## EXERCISE REQUIREMENTS:
Would you print the full listing word for word?

## INPUT DATA:
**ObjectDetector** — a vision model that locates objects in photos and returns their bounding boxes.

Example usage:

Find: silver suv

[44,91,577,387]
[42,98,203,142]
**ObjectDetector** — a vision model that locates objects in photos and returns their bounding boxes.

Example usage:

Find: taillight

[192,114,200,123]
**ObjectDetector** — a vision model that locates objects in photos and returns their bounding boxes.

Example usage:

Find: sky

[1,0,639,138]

## TASK SOLUTION:
**ObjectDetector** — a vision model that locates objects in photos and returns their bounding boxes.

Example usage:

Find: silver suv

[44,91,577,387]
[42,98,203,142]
**ObjectDetector** — a vision model that locates objects in photos and returns their bounding boxes.

Example usage:

Find: taillight

[192,114,200,123]
**ObjectDetector** — a vision model that locates objects in photos and returns their bounding boxes.

Example usage:

Find: sky

[1,0,639,138]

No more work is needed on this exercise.